#### [Records supplied]
•••

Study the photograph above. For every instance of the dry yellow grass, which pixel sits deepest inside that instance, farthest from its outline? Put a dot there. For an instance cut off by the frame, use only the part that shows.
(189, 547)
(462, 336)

•••

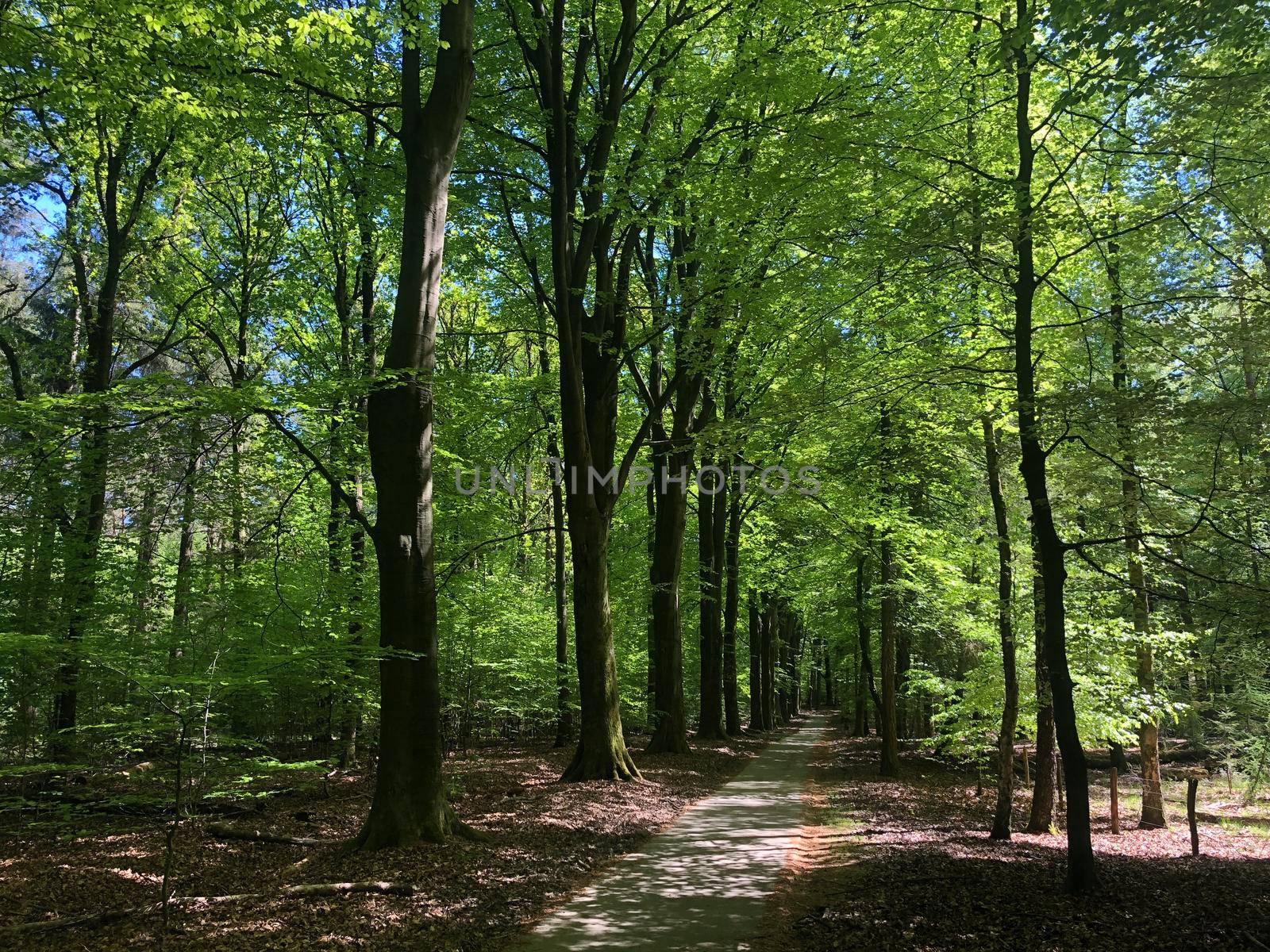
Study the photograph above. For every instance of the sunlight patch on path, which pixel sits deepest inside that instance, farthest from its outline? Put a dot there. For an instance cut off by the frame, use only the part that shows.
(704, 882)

•••

#### [Problem]
Locate every line in the entries above that contains the word "which", and copy each of those lines in full.

#### [Full answer]
Study the photograph above. For every instance of the dry yellow grass, which pixel sits deepest inside that instance, farthest from its outline? Put a dot there. For an instance cut off by the frame, use only the part that shows.
Study the photograph above. For every instance of the sunlight patch on path, which pixel sits deepest inside that instance, farthest from its outline? Put a dot there. For an instance cut off by the frame, use only the part that shows.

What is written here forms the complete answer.